» Short task:
Transcribe all of the material exactly, except for its pictures.

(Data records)
/---

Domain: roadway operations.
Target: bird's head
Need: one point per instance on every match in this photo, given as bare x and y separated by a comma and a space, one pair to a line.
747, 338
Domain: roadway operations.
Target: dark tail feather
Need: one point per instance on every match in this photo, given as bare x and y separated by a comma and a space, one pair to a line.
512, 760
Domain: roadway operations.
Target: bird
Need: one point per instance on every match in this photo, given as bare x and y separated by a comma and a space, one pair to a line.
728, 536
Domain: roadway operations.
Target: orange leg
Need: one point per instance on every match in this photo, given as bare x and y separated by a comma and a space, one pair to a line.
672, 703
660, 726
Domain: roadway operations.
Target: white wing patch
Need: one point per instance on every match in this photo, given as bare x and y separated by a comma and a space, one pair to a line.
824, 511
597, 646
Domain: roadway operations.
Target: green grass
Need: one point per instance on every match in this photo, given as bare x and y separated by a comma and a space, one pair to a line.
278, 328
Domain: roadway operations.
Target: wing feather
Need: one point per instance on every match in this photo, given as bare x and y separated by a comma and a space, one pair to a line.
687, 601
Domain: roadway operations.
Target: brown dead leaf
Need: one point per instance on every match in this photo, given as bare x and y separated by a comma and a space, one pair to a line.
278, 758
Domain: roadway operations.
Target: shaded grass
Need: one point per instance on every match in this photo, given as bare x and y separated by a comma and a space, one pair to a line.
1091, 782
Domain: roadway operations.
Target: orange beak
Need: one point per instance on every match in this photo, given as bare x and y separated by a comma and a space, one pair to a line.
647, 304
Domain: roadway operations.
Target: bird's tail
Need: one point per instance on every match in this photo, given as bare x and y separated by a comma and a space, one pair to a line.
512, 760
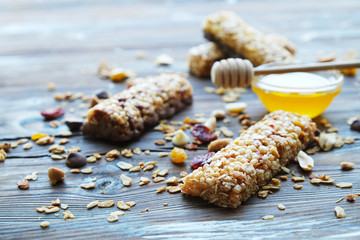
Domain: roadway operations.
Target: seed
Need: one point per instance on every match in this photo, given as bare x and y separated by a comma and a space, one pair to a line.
44, 224
343, 185
281, 206
268, 217
124, 165
106, 204
92, 204
23, 184
347, 165
55, 175
339, 212
305, 161
126, 181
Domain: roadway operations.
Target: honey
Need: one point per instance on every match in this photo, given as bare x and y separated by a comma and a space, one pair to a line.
306, 93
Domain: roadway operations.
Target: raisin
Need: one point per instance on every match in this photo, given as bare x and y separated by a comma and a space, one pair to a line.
355, 125
201, 160
53, 113
203, 133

\---

» Solution to this task:
Domain: roadway operations.
Target: bird's head
Need: one point per instance on every match in this photo, given as bare x and y separated by a comma and a space, one pair to a line.
747, 338
Domain: roadway operations.
Target: dark tail feather
Need: one point per instance on every match in this photo, given as bare x and y separated by a comma and a space, one pair to a line.
512, 760
Domain: roadway operations.
Target: bird
Need: one point per instance on every match in this photo, given as bare x and y separated by a comma and a space, one pair to a line.
728, 536
Domain: roadway operations.
Target: orange leg
Need: one point per instance on every match in this photo, given as bare x and y separated by a comma and a space, one pair to a line.
672, 703
660, 726
Domain: roadway operations.
Target: white wing patch
Need: one point per instance on every match in this photo, given as bare x and y separated by a comma and a space, one pair to a line.
824, 511
597, 646
Domain: roadway operations.
Target: green grass
Need: one point per instance on every match in this photo, given as bare x and y separated by a comma and a space, one pair to a line.
278, 328
Domain: roadway operations.
Target: wing feather
Need: one point per instance on every match in this photo, given as bare x and y separated by a comma and a space, one pair to a line.
687, 601
Domain: roadway operations.
Target: brown dead leaf
Need: one point per instance on every match in this photo, given as bare x and y separated by a comma and a space, one pair to a line.
278, 758
Domain: roadway operations.
Target: shaded grass
Need: one point per instance on every match in this photo, given as bare x and y separated by a comma and a space, one pair to a line.
1091, 782
Domain: roadway operations.
Target: orange beak
Need: one point per instance on every match in this photo, given as bare x and y separated by a comma and a space, one pair to a line.
647, 304
Domain: roadway operations.
Target: bird's tail
Need: one point per instance on every match in this photo, given as bare x and y separated by a comma and a space, one pair to a line.
512, 760
Domain: roadway operations.
Target: seed
Need: one point per instance on every match in this photo, given as bare x and y separated by a comma and a space, one pair to a line.
44, 224
343, 185
281, 206
268, 217
124, 165
106, 204
92, 204
23, 184
347, 165
55, 175
339, 212
305, 161
126, 181
Domain: roadway operations.
Target: honey
Need: one point per instance on every match in this photo, given as bare x and y separated by a comma and a space, one pair to a line.
306, 93
Domain: roadway operations.
Target: raisin
Need: one point per instance on every match in this photo, given as bare x and y separated by a comma and a space, one pair to a line.
355, 125
201, 160
53, 113
203, 133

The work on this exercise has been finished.